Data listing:
___
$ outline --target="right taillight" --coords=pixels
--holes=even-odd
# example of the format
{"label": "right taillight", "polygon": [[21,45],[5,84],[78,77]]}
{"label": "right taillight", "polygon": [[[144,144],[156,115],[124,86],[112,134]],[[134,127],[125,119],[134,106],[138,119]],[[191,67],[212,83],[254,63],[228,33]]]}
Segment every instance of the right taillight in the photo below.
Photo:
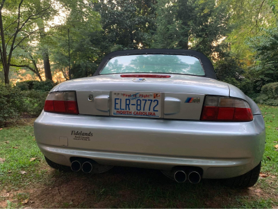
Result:
{"label": "right taillight", "polygon": [[78,114],[75,91],[50,93],[45,100],[44,110],[56,113]]}
{"label": "right taillight", "polygon": [[201,121],[251,121],[253,114],[249,104],[240,99],[206,96]]}

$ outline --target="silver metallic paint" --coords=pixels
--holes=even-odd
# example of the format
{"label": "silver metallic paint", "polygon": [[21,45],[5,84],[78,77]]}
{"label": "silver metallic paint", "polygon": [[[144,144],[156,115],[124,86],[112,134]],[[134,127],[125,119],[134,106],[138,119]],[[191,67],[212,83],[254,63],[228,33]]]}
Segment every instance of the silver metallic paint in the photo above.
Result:
{"label": "silver metallic paint", "polygon": [[[49,159],[67,166],[71,157],[163,170],[195,166],[203,169],[204,178],[237,176],[255,167],[261,160],[265,139],[263,118],[256,103],[231,84],[205,77],[170,75],[140,83],[108,75],[55,86],[51,91],[76,91],[80,114],[42,111],[34,123],[38,146]],[[112,91],[161,92],[164,118],[109,116]],[[90,94],[94,95],[92,101],[88,100]],[[198,121],[206,95],[245,100],[254,120]],[[188,97],[199,97],[200,103],[184,103]],[[90,141],[74,140],[72,130],[92,132],[93,136]]]}
{"label": "silver metallic paint", "polygon": [[[208,178],[251,170],[261,161],[265,144],[259,115],[251,122],[217,123],[43,111],[34,125],[42,153],[61,164],[69,166],[70,157],[75,156],[104,164],[163,170],[191,165],[202,168],[203,178]],[[93,137],[90,141],[76,141],[72,130],[90,131]],[[59,145],[61,135],[69,139],[68,146]]]}

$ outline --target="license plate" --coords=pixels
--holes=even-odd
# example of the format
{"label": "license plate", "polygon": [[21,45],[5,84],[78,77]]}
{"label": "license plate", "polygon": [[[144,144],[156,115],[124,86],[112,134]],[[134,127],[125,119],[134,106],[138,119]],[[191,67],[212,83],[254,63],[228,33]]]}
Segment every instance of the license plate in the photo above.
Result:
{"label": "license plate", "polygon": [[161,93],[145,92],[112,92],[113,116],[160,118]]}

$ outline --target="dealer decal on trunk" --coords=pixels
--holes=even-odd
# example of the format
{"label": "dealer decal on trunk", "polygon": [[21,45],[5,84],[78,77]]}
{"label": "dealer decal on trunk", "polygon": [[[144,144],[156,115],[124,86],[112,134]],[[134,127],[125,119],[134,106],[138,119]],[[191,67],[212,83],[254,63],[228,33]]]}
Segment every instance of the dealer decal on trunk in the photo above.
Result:
{"label": "dealer decal on trunk", "polygon": [[91,137],[92,137],[92,133],[84,132],[83,131],[74,131],[72,130],[72,135],[74,136],[74,140],[81,140],[81,141],[91,141]]}

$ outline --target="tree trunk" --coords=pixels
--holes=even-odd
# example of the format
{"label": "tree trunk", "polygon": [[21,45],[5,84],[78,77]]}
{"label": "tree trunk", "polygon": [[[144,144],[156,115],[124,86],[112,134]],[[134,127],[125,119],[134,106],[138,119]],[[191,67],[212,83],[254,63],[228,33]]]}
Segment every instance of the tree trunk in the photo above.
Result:
{"label": "tree trunk", "polygon": [[44,49],[42,54],[44,67],[44,74],[47,80],[52,81],[51,70],[50,69],[49,55],[47,49]]}
{"label": "tree trunk", "polygon": [[[3,63],[4,65],[4,63]],[[10,66],[9,65],[5,65],[4,69],[4,77],[5,77],[5,84],[10,84],[10,79],[8,77],[9,75],[9,72],[10,72]]]}
{"label": "tree trunk", "polygon": [[[44,23],[42,19],[40,19],[39,20],[39,22],[38,22],[38,25],[40,28],[44,29]],[[46,36],[44,29],[42,30],[41,33],[42,33],[41,34],[42,38],[43,39]],[[51,75],[51,70],[50,69],[49,54],[48,52],[48,49],[47,47],[45,45],[42,45],[42,59],[44,61],[45,79],[47,80],[52,81],[52,75]]]}
{"label": "tree trunk", "polygon": [[40,82],[42,82],[42,77],[40,76],[40,73],[36,73],[36,75],[39,77]]}

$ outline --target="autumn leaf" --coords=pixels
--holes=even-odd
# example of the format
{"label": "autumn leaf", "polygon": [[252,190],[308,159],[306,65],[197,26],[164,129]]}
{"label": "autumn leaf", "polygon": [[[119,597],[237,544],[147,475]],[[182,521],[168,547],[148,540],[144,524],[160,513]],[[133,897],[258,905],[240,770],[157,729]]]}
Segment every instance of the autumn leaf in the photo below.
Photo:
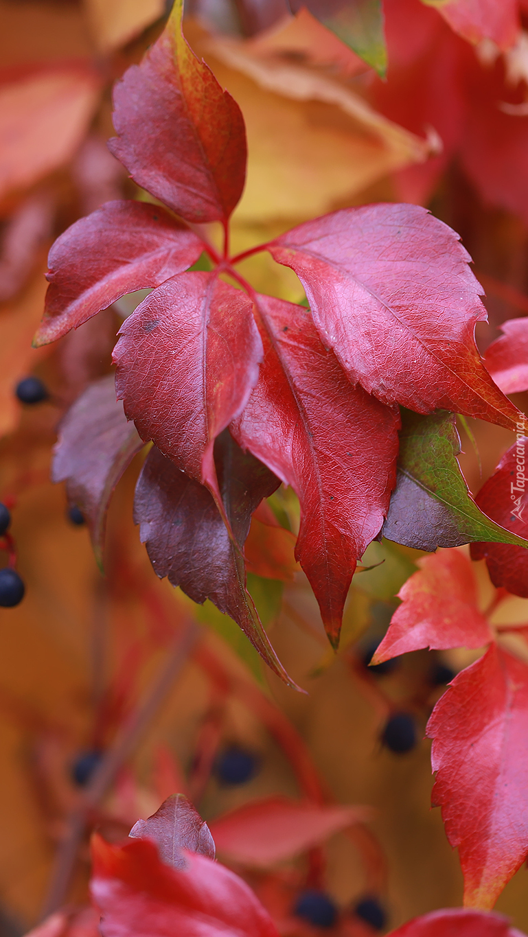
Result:
{"label": "autumn leaf", "polygon": [[116,400],[113,374],[91,384],[60,424],[53,480],[66,482],[70,504],[81,509],[99,565],[112,492],[143,446]]}
{"label": "autumn leaf", "polygon": [[[507,528],[490,520],[472,498],[456,456],[460,440],[452,413],[402,413],[396,489],[384,537],[418,550],[481,540],[518,546]],[[524,542],[526,544],[526,542]]]}
{"label": "autumn leaf", "polygon": [[182,849],[215,858],[215,843],[207,824],[183,794],[173,794],[148,820],[138,820],[128,836],[154,840],[162,862],[185,869]]}
{"label": "autumn leaf", "polygon": [[464,875],[491,908],[528,854],[528,666],[495,645],[455,677],[428,723],[432,801]]}
{"label": "autumn leaf", "polygon": [[420,567],[401,587],[401,604],[372,663],[420,647],[482,647],[493,640],[478,610],[472,564],[460,550],[442,550],[417,560]]}
{"label": "autumn leaf", "polygon": [[388,507],[399,414],[350,385],[309,310],[271,296],[256,307],[264,358],[234,432],[299,497],[295,557],[337,646],[356,560]]}
{"label": "autumn leaf", "polygon": [[134,182],[176,214],[226,224],[244,187],[244,120],[184,38],[182,7],[176,0],[158,42],[115,85],[117,138],[109,145]]}
{"label": "autumn leaf", "polygon": [[443,408],[515,427],[518,410],[475,345],[486,310],[469,255],[425,209],[347,208],[267,247],[297,274],[324,343],[353,383],[419,413]]}

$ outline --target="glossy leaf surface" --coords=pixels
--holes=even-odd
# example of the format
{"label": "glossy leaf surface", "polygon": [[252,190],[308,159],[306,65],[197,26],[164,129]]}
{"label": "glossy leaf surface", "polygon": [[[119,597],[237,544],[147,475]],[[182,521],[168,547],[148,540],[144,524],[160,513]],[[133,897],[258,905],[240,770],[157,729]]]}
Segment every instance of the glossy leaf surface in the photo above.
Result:
{"label": "glossy leaf surface", "polygon": [[230,540],[209,491],[156,448],[148,454],[138,480],[134,520],[141,525],[140,537],[157,575],[168,576],[193,602],[210,599],[240,625],[266,663],[291,683],[247,591],[241,553],[251,512],[279,481],[251,455],[244,454],[227,431],[216,449],[219,489],[240,552]]}
{"label": "glossy leaf surface", "polygon": [[99,564],[112,492],[143,446],[115,399],[113,374],[91,384],[60,425],[52,477],[66,482],[70,503],[84,515]]}
{"label": "glossy leaf surface", "polygon": [[111,149],[138,186],[188,221],[225,222],[244,187],[244,120],[184,38],[182,7],[176,0],[158,42],[116,84]]}
{"label": "glossy leaf surface", "polygon": [[351,380],[418,413],[457,410],[513,428],[474,339],[481,288],[458,235],[417,205],[346,208],[268,249],[295,271],[324,344]]}
{"label": "glossy leaf surface", "polygon": [[186,868],[182,849],[215,858],[209,827],[183,794],[173,794],[148,820],[138,820],[128,836],[154,840],[159,858],[174,869]]}
{"label": "glossy leaf surface", "polygon": [[187,853],[187,868],[171,869],[148,840],[114,846],[97,834],[92,855],[104,937],[278,937],[246,883],[204,855]]}
{"label": "glossy leaf surface", "polygon": [[262,342],[251,302],[214,273],[182,274],[124,322],[113,358],[128,419],[174,464],[216,490],[216,437],[246,405]]}
{"label": "glossy leaf surface", "polygon": [[418,560],[415,573],[398,593],[388,631],[373,663],[419,647],[482,647],[493,639],[476,604],[472,564],[460,550],[442,550]]}
{"label": "glossy leaf surface", "polygon": [[196,234],[158,205],[107,202],[64,231],[50,251],[38,344],[76,329],[125,293],[159,286],[203,249]]}
{"label": "glossy leaf surface", "polygon": [[[528,438],[520,433],[475,498],[486,513],[520,536],[528,534],[527,447]],[[522,547],[472,543],[471,555],[474,559],[486,559],[494,586],[528,599],[528,556]]]}
{"label": "glossy leaf surface", "polygon": [[512,543],[516,535],[482,513],[468,491],[456,458],[460,440],[454,414],[407,411],[401,419],[398,478],[384,537],[430,553],[483,535]]}
{"label": "glossy leaf surface", "polygon": [[259,296],[257,307],[264,359],[234,432],[299,497],[295,556],[337,645],[356,560],[388,507],[400,417],[351,386],[304,306]]}
{"label": "glossy leaf surface", "polygon": [[432,801],[458,846],[464,903],[491,908],[528,854],[528,666],[492,645],[428,723]]}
___
Extract each line of the records that contains the word "outline". Matching is case-sensitive.

**Answer to the problem**
$ outline --target="right taillight" --coords=pixels
$ outline --target="silver metallic paint" --coords=pixels
$ outline --target="license plate" --coords=pixels
$ outline --target="dealer decal on trunk" --coords=pixels
$ outline --target="tree trunk" --coords=pixels
$ outline --target="autumn leaf" --coords=pixels
$ outline --target="glossy leaf surface" --coords=pixels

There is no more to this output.